→ Recorded data
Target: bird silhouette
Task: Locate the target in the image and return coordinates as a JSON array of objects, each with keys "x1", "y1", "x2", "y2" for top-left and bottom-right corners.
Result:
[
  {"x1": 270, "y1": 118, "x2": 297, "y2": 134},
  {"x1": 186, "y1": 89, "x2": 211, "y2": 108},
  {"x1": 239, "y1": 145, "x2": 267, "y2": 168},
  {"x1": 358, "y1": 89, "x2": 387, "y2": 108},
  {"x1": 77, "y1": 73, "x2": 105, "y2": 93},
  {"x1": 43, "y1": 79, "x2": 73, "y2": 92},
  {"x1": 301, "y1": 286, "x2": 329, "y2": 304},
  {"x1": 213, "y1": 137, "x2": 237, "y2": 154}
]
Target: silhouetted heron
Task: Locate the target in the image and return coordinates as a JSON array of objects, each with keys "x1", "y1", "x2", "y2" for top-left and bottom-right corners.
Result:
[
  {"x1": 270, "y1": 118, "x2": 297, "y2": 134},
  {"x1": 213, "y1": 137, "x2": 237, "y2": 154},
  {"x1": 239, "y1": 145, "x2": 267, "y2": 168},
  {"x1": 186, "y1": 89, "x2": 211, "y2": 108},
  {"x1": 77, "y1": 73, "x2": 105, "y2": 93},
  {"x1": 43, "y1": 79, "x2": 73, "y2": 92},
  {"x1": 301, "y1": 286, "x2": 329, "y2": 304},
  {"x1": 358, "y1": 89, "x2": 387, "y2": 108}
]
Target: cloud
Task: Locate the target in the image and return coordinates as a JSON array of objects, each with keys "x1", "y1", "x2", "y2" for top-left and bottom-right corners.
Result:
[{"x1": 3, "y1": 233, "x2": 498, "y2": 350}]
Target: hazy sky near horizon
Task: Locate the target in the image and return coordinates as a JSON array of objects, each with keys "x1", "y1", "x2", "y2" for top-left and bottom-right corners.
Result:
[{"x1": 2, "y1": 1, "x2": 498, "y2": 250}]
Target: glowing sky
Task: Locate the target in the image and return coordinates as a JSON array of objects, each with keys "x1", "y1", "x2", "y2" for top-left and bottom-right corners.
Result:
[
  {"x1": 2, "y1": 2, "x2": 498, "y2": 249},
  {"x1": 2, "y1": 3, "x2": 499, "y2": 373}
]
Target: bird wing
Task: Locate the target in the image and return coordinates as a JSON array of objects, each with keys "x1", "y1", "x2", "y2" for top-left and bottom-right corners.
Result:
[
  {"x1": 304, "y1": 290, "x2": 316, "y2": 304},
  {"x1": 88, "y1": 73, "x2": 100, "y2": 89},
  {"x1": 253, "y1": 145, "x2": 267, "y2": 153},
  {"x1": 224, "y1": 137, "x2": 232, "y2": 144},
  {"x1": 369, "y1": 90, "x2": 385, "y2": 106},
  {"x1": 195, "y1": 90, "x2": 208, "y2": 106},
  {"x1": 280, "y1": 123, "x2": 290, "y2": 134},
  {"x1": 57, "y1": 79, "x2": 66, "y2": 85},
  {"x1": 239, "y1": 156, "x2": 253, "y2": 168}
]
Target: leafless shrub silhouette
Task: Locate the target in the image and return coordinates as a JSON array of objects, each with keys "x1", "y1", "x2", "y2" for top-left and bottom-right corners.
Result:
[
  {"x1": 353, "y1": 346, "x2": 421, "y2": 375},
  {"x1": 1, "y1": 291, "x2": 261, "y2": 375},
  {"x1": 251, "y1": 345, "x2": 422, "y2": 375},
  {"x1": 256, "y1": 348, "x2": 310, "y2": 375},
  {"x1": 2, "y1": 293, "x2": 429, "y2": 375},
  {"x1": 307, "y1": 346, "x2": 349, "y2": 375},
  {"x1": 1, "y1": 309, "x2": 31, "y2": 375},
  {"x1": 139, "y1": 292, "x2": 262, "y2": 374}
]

→ YOUR INSTRUCTIONS
Copy out each line of the records character for character.

→ TASK OUTPUT
Target: bird silhouette
Task: Locate the target in the image and return coordinates as a JSON array of objects, each with keys "x1", "y1", "x2", "y2" for top-left and bottom-right corners.
Result:
[
  {"x1": 270, "y1": 118, "x2": 297, "y2": 134},
  {"x1": 186, "y1": 89, "x2": 211, "y2": 108},
  {"x1": 239, "y1": 145, "x2": 267, "y2": 168},
  {"x1": 358, "y1": 89, "x2": 387, "y2": 108},
  {"x1": 77, "y1": 73, "x2": 105, "y2": 93},
  {"x1": 43, "y1": 79, "x2": 73, "y2": 92},
  {"x1": 301, "y1": 286, "x2": 329, "y2": 304},
  {"x1": 213, "y1": 137, "x2": 237, "y2": 154}
]
Target: silhouetted heron
Task: Locate the target in the image and return coordinates as a JSON array of objects, each with keys "x1", "y1", "x2", "y2" for top-left and bottom-right corners.
Result:
[
  {"x1": 270, "y1": 118, "x2": 297, "y2": 134},
  {"x1": 213, "y1": 137, "x2": 237, "y2": 154},
  {"x1": 239, "y1": 145, "x2": 267, "y2": 168},
  {"x1": 186, "y1": 89, "x2": 211, "y2": 108},
  {"x1": 77, "y1": 73, "x2": 105, "y2": 93},
  {"x1": 43, "y1": 79, "x2": 73, "y2": 92},
  {"x1": 301, "y1": 286, "x2": 329, "y2": 304},
  {"x1": 358, "y1": 89, "x2": 387, "y2": 108}
]
Target: cloud
Task: Locate the target in the image and return coordinates as a JSON array of objects, each with keys "x1", "y1", "x2", "y2" for top-left and bottom-right corners.
Result:
[{"x1": 3, "y1": 233, "x2": 498, "y2": 350}]
Target: hazy sky near horizon
Task: Locate the target in the image and return coordinates as a JSON array of objects, each with keys "x1", "y1", "x2", "y2" for top-left and bottom-right corners.
Result:
[{"x1": 2, "y1": 1, "x2": 498, "y2": 250}]
Target: glowing sky
Task: Locate the target in the image and return coordinates as a JSON array of objects, each with keys "x1", "y1", "x2", "y2" for top-left and bottom-right corners.
Result:
[
  {"x1": 2, "y1": 2, "x2": 498, "y2": 249},
  {"x1": 2, "y1": 3, "x2": 499, "y2": 373}
]
Target: bird wing
Task: Locate the target in the image and return coordinates as a JSON array of objects, each with keys "x1", "y1", "x2", "y2" for top-left and bottom-right corners.
Result:
[
  {"x1": 304, "y1": 290, "x2": 316, "y2": 304},
  {"x1": 88, "y1": 73, "x2": 100, "y2": 89},
  {"x1": 253, "y1": 145, "x2": 267, "y2": 153},
  {"x1": 224, "y1": 137, "x2": 232, "y2": 144},
  {"x1": 369, "y1": 90, "x2": 385, "y2": 106},
  {"x1": 195, "y1": 90, "x2": 208, "y2": 106},
  {"x1": 280, "y1": 123, "x2": 290, "y2": 134},
  {"x1": 57, "y1": 79, "x2": 66, "y2": 85},
  {"x1": 239, "y1": 156, "x2": 253, "y2": 168}
]
Target: leafless shrub silhouette
Task: Locate the target in the image and return coordinates as a JSON array of objects, each with keys "x1", "y1", "x2", "y2" for top-left and bottom-right corners.
Result:
[
  {"x1": 353, "y1": 346, "x2": 421, "y2": 375},
  {"x1": 1, "y1": 291, "x2": 261, "y2": 375},
  {"x1": 251, "y1": 345, "x2": 422, "y2": 375},
  {"x1": 256, "y1": 348, "x2": 310, "y2": 375},
  {"x1": 2, "y1": 293, "x2": 429, "y2": 375},
  {"x1": 307, "y1": 346, "x2": 349, "y2": 375},
  {"x1": 1, "y1": 309, "x2": 31, "y2": 375},
  {"x1": 139, "y1": 292, "x2": 262, "y2": 374}
]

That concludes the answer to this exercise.